(Dataset entries)

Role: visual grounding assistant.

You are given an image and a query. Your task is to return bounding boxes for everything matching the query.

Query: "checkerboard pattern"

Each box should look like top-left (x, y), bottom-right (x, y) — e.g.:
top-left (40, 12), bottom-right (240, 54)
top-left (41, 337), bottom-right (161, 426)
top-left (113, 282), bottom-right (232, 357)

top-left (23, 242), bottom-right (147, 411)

_Exercise directions:_ I need exact copies of the lines from the one holding "Each box should" through the end of the records above, and nothing beyond them.

_Answer below:_
Each box should look like top-left (x, y), bottom-right (x, y) — e.g.:
top-left (40, 12), bottom-right (240, 54)
top-left (41, 337), bottom-right (161, 426)
top-left (113, 282), bottom-right (232, 357)

top-left (23, 242), bottom-right (147, 411)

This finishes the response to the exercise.